**RECORD LIST**
━━━━━━━━━━

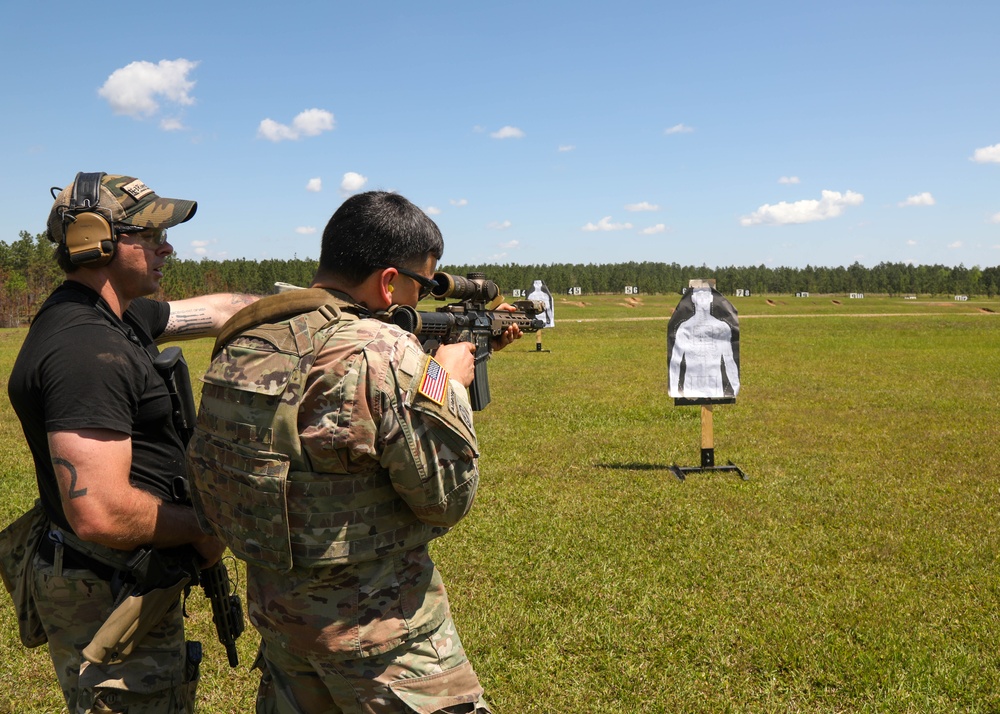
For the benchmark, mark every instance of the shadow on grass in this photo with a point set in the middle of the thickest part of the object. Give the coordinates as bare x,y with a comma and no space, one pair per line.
634,467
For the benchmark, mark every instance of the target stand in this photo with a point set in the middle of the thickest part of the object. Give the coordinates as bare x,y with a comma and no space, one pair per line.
707,441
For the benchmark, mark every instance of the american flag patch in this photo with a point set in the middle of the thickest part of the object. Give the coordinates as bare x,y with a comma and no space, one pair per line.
435,381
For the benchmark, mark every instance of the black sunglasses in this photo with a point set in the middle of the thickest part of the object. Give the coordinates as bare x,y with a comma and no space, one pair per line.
426,284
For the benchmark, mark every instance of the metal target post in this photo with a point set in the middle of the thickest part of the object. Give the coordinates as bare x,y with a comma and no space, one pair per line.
707,448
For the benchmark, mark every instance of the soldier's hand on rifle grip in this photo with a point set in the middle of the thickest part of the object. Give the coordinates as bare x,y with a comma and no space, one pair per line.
458,359
510,334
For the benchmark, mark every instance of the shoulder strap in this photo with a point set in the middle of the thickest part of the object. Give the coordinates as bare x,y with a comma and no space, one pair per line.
275,308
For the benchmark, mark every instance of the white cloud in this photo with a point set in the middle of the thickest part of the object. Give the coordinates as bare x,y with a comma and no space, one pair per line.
830,205
920,199
987,155
605,224
311,122
508,132
643,206
353,182
134,89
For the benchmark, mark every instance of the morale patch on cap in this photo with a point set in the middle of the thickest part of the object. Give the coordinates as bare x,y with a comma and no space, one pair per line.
434,383
137,189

━━━━━━━━━━

Can you lay out the rows above as a two-column CSV with the headers task and answer, one line for each row, where each value sits in a single quoted field and any line breaks become spaces? Leave the pictures out.

task,answer
"For the benchmark, mark every instance of the shadow on grass in this photo with a point set in the middle of the thickest part of the object. Give the coordinates as bare x,y with a comma and no space, one pair per line.","634,467"
"For the benchmark, mark every instance of the target stand in this photo with a point set in the middle of the thickest part of the object. Give the coordinates as bare x,y with a comma and no space, one pair per line.","707,441"
"For the benchmark, mark every instance of the american flag patch in this photo with a point set in the middle of the thickest part of the object. Give the coordinates as bare x,y with a comma and no space, one pair per line.","435,381"
"For the benchmark, mark every instance of the black sunglasses in this photo with a point set in the middle of the thickest part of the object. Give the coordinates as bare x,y with a comma and no space, one pair per line.","426,284"
"For the benchmark, mark every instance of the metal target post in this photo with a point set in the middle of the thickest part of the object. Give the coordinates as bare x,y with a comma and no space, one pair per line.","707,448"
"For the benchmark, mark every instance of the soldier's hand on rifle grip in this photo with a point set in the middle of the thickest part of the object. Give the coordinates as bare x,y with a comma and no space, one pair per line.","458,359 510,334"
"For the benchmark, mark every instance of the shoulder strap in this photo with a point set in the middle of the thickest part of the object. Give the coordinates as bare x,y with a comma and no space, one pair per line.","275,308"
"For the benchmark, mark every instance of the white cloud in this photo with a point set in the middle of the thickest part of the object. Give the coordinates as bare x,y with a comma and no space, one pair per line.","830,205 920,199 987,155 605,224 311,122 508,132 643,206 353,182 134,89"
"For the benchmark, mark every instance of the morale patch on cap in this photo with a point set in the middle of the thickest part of the object. Give the coordinates as bare x,y with a comma and no space, one pair per line.","434,383 137,189"